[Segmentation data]

= = = = = = =

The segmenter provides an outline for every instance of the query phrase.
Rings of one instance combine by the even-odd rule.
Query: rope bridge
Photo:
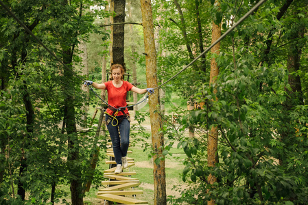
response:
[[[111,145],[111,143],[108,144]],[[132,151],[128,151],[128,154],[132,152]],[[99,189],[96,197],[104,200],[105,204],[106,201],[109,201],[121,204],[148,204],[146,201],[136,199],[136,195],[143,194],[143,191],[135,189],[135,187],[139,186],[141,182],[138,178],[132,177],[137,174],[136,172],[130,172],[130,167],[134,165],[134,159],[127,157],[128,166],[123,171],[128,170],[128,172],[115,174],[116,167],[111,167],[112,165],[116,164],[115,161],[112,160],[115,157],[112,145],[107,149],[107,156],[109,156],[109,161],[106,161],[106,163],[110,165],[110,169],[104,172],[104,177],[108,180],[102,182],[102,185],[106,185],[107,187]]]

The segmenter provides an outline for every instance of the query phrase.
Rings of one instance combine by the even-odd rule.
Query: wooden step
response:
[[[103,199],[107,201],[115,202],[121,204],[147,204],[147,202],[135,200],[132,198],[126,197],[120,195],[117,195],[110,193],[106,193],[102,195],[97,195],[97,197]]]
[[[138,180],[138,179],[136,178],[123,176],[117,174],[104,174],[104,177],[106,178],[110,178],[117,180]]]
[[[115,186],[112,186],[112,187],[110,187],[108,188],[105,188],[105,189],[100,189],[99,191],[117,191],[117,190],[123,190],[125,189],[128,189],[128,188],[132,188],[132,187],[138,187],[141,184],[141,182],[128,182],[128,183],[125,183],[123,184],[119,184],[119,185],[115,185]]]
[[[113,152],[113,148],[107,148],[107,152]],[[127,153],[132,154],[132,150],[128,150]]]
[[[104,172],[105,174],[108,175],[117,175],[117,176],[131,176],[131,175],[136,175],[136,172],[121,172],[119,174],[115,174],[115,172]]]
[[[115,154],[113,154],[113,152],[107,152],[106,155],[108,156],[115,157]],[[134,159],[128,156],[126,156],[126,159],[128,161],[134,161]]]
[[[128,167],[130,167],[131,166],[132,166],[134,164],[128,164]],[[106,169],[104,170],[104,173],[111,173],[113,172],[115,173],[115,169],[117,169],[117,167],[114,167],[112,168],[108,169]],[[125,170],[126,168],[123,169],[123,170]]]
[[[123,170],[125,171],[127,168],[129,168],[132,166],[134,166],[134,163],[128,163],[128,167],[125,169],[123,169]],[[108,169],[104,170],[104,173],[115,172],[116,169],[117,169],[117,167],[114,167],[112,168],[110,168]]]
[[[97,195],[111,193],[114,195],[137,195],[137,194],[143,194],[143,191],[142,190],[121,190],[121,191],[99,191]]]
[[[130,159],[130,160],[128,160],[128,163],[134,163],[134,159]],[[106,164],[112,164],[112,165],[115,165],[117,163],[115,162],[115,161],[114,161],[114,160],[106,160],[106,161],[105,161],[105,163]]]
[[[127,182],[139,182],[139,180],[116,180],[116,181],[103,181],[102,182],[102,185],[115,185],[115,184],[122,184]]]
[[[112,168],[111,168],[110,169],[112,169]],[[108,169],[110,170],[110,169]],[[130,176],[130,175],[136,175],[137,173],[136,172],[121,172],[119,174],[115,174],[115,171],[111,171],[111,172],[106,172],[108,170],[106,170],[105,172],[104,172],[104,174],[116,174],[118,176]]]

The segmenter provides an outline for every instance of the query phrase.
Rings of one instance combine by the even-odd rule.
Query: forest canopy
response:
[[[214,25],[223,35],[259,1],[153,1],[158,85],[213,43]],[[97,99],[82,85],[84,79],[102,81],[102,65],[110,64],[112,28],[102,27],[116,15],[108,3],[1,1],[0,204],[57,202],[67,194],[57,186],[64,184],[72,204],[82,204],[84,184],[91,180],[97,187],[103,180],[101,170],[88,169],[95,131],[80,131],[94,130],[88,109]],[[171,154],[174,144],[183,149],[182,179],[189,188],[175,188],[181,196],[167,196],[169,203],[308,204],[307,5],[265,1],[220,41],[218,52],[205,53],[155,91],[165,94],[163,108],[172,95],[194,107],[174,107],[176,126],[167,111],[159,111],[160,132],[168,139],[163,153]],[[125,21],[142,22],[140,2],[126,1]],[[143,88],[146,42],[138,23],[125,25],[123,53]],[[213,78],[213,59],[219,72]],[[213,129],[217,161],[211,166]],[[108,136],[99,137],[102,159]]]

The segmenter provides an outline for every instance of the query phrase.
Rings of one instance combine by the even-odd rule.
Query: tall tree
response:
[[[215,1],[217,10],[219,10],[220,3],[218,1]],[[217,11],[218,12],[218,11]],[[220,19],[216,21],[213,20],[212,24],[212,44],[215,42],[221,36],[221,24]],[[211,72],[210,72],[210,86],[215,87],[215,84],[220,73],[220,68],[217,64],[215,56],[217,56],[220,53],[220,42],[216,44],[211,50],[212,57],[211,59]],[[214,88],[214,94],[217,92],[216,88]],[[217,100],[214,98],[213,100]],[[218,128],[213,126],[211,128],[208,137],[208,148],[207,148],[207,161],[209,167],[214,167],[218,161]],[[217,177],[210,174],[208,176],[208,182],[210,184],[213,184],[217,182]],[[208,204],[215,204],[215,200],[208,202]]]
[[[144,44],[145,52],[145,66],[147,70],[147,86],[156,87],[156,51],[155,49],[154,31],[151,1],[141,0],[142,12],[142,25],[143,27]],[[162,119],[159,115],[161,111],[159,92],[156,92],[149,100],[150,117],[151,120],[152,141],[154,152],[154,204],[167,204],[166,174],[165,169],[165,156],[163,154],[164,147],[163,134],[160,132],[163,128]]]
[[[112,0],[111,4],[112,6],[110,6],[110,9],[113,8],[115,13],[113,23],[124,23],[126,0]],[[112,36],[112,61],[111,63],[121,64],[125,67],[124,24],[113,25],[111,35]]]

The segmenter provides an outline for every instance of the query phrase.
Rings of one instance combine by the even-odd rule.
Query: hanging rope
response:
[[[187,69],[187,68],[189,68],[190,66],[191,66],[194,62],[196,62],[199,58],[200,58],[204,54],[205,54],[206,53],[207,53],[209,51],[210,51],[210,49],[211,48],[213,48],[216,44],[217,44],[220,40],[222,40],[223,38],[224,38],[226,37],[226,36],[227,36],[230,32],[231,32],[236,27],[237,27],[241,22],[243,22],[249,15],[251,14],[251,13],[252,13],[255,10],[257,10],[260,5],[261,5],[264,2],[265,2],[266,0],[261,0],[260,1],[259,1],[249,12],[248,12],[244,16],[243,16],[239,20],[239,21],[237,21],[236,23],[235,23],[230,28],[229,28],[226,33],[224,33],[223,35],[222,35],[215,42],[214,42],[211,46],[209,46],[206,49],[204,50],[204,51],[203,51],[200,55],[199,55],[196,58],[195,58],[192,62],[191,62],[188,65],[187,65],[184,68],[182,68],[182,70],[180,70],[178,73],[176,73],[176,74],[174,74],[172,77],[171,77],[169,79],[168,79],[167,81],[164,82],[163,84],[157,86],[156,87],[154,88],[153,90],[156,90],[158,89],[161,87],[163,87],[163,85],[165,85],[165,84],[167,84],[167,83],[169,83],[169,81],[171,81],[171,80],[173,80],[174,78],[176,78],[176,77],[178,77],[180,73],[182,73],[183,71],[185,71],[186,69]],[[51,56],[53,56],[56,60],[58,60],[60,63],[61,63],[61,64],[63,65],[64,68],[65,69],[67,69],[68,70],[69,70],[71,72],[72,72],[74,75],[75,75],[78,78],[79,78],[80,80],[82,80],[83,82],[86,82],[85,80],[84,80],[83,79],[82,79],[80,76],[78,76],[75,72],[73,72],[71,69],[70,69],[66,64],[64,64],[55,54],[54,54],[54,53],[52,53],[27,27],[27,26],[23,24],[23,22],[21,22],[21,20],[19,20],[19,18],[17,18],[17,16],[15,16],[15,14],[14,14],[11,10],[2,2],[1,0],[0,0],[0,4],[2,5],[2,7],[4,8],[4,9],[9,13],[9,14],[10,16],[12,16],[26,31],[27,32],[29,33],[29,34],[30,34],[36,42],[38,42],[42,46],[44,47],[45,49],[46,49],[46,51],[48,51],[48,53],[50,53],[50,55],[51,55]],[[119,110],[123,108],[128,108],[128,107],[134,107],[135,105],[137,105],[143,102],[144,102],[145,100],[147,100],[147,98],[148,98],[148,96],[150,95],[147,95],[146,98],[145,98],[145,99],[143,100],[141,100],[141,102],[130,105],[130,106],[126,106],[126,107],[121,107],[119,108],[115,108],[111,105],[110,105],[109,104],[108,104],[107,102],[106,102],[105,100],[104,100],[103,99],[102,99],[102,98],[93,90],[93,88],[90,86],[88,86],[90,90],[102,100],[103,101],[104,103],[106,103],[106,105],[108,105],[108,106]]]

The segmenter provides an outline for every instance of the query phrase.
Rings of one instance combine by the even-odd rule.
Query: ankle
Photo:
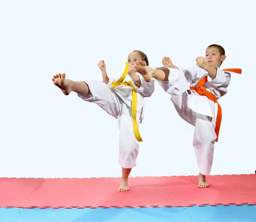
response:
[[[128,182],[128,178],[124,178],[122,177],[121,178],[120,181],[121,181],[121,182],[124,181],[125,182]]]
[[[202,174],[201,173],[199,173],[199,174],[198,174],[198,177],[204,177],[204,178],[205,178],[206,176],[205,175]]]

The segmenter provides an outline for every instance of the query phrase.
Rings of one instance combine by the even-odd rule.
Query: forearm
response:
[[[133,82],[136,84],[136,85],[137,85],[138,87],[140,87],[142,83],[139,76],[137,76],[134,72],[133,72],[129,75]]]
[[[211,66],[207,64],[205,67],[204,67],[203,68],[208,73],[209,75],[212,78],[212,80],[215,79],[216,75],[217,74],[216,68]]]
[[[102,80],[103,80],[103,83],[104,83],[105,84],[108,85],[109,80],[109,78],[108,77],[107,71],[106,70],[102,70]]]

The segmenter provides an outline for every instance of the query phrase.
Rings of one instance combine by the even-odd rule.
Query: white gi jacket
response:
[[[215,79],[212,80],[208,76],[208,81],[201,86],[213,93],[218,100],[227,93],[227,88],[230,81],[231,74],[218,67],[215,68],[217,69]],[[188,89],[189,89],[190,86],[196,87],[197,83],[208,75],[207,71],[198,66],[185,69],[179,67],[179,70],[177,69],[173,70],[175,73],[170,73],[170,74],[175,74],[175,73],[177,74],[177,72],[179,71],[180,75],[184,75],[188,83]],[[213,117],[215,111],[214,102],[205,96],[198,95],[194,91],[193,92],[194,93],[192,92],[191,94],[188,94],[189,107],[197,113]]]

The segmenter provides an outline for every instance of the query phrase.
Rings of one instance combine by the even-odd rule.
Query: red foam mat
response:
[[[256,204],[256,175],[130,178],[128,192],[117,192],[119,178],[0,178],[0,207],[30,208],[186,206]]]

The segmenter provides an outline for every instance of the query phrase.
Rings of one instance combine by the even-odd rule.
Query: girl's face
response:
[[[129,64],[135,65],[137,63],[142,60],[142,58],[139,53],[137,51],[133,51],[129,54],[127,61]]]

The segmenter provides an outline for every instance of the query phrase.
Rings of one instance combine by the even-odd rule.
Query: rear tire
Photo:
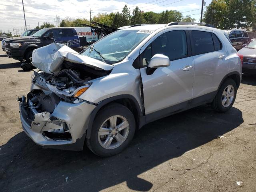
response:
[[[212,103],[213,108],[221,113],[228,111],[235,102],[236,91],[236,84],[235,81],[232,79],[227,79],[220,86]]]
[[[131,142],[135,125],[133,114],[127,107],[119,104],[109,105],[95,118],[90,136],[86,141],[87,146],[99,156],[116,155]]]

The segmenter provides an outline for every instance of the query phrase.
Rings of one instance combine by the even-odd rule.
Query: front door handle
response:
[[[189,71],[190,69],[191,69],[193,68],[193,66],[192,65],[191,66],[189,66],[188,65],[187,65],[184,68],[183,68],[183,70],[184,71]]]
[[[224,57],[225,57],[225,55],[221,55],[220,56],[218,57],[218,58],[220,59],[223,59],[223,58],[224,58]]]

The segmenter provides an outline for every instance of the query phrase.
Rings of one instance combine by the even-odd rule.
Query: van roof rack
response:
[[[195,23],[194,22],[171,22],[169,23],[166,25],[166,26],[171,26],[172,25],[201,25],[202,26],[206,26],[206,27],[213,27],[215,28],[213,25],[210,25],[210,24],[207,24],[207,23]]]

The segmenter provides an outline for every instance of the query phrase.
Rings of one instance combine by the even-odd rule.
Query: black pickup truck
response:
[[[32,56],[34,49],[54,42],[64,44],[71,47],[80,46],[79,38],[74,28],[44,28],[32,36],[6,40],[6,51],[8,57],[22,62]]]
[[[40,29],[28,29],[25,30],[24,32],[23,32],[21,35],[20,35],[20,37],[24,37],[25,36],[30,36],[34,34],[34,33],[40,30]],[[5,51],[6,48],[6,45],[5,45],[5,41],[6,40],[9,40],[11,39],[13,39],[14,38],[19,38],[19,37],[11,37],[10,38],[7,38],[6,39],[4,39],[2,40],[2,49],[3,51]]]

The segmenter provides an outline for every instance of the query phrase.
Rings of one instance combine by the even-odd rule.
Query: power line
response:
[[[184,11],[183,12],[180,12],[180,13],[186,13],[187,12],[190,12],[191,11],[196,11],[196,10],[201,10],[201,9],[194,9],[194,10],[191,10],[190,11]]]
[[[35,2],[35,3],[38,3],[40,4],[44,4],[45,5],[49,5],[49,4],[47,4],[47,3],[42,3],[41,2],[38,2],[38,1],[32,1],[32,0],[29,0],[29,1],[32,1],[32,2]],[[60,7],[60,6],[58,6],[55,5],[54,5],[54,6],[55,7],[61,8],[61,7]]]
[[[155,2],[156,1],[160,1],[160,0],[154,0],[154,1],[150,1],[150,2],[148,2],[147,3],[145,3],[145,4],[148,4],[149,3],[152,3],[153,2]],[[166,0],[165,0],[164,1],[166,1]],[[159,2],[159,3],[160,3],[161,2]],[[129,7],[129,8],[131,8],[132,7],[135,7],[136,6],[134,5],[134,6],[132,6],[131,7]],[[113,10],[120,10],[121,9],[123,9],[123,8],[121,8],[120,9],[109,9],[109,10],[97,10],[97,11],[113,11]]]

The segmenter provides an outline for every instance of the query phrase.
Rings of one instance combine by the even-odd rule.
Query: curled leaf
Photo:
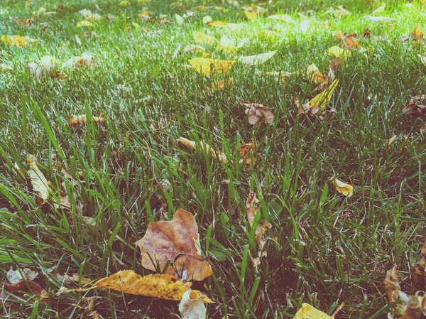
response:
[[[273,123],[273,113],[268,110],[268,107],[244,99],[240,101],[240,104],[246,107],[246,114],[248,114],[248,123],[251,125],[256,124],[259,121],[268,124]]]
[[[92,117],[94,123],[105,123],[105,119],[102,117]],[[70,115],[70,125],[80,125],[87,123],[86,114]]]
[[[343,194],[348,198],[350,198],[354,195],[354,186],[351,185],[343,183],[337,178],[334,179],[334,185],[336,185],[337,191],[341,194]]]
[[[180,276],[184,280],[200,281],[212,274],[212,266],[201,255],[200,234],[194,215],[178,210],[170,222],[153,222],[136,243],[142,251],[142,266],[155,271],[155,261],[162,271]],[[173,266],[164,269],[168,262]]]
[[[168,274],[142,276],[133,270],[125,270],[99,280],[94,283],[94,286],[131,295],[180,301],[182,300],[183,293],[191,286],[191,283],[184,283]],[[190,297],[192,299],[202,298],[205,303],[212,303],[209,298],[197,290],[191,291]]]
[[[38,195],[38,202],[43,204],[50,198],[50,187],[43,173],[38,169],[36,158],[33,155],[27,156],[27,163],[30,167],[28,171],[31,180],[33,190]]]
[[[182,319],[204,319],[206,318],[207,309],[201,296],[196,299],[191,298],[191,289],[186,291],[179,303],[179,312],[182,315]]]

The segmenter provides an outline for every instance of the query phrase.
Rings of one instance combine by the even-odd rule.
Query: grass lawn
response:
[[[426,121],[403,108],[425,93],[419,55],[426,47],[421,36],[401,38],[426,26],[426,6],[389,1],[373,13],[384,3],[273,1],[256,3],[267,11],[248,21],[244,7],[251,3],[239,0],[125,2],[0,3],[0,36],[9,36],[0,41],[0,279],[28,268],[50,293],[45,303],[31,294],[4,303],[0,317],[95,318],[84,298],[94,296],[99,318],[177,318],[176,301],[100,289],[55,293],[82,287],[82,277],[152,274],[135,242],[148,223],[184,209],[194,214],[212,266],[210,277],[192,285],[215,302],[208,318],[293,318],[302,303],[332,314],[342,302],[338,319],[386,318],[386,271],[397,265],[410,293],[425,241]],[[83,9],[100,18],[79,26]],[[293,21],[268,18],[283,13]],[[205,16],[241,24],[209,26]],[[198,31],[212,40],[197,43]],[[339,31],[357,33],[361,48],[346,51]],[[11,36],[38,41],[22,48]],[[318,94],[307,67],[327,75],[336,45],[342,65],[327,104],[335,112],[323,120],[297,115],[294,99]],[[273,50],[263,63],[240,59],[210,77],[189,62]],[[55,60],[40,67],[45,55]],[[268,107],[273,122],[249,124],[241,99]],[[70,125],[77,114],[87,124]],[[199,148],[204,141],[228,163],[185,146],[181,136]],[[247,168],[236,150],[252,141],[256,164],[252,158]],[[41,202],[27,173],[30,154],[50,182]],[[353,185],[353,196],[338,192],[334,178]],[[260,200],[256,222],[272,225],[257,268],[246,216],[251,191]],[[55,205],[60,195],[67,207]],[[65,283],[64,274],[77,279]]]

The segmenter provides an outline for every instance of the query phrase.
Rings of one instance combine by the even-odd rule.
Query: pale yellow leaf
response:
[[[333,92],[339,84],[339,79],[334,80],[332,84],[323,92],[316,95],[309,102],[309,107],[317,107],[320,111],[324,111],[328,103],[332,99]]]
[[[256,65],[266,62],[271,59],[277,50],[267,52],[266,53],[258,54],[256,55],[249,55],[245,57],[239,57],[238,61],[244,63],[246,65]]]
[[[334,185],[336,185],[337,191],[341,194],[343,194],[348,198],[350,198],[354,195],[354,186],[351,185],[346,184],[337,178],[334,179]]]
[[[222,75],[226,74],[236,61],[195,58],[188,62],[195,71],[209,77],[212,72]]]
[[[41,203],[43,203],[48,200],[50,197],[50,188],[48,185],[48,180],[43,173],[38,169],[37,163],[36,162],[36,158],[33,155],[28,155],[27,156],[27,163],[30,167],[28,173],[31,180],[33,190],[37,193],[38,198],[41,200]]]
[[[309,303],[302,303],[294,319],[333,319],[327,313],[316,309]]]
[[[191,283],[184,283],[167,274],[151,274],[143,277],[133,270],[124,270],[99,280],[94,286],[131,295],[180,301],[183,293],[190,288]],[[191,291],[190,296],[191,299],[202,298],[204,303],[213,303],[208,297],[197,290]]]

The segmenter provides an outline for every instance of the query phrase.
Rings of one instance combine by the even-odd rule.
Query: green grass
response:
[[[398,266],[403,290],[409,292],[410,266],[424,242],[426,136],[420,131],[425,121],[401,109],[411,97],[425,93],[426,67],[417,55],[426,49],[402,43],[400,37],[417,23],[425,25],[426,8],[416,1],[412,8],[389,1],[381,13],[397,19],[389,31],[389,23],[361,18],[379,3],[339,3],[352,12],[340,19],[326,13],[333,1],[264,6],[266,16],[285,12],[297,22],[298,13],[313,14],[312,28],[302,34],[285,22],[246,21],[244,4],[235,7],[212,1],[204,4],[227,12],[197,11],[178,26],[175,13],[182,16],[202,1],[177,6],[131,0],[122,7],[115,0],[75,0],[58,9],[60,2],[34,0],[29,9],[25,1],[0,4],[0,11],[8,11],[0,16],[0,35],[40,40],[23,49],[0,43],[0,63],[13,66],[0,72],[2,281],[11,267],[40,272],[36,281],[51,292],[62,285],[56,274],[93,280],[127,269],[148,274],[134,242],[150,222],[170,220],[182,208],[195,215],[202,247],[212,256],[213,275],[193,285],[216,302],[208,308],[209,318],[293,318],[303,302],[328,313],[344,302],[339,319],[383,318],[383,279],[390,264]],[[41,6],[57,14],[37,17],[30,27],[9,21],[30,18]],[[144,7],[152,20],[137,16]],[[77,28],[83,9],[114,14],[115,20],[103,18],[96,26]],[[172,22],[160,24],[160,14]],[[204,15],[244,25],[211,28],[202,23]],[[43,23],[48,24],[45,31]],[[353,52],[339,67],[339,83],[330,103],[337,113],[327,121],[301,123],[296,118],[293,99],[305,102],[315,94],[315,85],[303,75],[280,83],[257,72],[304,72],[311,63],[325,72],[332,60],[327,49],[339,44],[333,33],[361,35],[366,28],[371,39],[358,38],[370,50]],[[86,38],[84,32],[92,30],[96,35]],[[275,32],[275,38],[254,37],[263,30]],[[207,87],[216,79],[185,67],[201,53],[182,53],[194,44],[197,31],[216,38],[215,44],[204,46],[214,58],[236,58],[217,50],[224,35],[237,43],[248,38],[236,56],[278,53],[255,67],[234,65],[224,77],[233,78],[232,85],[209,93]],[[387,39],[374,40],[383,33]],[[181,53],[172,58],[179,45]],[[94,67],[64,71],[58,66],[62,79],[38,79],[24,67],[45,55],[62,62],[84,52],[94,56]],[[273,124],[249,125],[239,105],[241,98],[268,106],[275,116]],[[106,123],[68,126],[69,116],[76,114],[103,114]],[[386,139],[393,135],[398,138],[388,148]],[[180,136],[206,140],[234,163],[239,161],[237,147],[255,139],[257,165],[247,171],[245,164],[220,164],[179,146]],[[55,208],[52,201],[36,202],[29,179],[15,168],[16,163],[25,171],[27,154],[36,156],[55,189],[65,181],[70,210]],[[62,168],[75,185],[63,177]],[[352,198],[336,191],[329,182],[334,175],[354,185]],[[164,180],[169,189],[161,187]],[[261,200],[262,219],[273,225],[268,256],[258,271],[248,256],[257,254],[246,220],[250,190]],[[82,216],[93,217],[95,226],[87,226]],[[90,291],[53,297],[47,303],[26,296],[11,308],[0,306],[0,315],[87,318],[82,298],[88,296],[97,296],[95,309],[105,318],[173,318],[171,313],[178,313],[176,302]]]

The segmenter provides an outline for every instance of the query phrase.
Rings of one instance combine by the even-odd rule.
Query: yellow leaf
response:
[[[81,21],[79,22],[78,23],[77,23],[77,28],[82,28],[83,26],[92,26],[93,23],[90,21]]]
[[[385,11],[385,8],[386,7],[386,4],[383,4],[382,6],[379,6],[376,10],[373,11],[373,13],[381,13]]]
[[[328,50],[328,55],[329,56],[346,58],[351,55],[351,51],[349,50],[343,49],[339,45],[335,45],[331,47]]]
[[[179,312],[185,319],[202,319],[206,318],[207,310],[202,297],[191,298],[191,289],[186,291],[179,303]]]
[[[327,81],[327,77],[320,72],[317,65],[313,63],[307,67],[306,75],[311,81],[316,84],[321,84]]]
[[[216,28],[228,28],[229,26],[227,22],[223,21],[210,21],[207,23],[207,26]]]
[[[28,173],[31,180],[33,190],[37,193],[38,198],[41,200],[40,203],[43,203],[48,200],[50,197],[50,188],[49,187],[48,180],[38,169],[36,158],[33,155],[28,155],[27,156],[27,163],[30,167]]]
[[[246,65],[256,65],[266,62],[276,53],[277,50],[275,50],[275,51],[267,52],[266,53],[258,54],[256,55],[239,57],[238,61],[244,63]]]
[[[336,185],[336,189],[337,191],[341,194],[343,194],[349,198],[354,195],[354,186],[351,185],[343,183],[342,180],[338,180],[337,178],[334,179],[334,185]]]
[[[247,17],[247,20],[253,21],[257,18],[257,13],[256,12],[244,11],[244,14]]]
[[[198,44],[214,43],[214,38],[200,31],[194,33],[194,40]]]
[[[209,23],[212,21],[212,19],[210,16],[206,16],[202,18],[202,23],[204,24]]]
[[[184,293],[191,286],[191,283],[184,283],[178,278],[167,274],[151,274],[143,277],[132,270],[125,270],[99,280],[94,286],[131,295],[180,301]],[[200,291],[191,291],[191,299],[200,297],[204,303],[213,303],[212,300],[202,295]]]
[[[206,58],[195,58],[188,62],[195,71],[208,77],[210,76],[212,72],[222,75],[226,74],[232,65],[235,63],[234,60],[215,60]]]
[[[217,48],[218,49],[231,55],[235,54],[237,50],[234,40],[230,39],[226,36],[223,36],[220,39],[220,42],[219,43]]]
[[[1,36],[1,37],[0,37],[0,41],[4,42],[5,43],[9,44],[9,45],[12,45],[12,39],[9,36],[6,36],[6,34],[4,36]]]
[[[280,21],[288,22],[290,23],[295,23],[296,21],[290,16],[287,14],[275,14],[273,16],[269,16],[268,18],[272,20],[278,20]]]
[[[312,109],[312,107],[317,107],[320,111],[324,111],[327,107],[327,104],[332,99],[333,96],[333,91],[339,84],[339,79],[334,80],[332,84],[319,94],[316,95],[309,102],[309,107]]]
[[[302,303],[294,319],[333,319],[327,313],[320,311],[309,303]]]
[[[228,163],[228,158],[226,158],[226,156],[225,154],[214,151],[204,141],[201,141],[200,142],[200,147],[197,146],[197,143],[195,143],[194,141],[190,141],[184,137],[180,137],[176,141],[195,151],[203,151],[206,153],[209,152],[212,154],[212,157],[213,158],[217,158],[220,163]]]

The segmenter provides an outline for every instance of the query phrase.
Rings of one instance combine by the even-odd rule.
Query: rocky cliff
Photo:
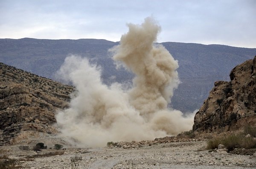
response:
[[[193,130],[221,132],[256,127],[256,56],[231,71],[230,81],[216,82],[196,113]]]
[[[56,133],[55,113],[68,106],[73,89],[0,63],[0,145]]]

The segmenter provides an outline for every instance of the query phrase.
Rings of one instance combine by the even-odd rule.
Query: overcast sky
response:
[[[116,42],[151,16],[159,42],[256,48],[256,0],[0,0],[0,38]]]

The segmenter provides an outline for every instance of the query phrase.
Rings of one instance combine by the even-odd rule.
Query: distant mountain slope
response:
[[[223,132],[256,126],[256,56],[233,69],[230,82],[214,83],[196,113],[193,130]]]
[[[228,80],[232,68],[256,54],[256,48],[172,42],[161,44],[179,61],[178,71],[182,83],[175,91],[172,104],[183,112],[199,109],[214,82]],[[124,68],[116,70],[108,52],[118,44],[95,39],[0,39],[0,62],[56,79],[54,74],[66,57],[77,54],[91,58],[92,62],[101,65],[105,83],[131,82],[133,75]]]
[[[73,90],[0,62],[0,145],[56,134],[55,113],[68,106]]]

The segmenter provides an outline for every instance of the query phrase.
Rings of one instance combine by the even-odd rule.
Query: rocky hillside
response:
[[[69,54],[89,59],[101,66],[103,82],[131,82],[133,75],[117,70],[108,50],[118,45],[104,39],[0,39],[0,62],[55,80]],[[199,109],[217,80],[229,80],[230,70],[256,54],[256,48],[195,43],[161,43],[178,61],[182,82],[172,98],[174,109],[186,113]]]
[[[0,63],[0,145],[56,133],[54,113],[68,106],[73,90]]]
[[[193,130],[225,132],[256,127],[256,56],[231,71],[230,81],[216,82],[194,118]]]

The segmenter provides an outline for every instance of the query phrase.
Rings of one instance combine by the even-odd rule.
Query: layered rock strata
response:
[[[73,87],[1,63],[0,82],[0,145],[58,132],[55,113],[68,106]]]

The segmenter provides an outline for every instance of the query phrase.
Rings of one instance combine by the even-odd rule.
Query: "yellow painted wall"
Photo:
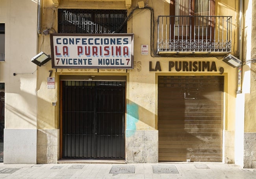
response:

= = = = = = =

[CHALLENGE]
List every line of the entries above that contains the string "yellow", treating uppercase and lowercase as different.

[RESULT OF THIS EXERCISE]
Query: pale yellow leaf
Query: yellow leaf
Query: "yellow painted wall"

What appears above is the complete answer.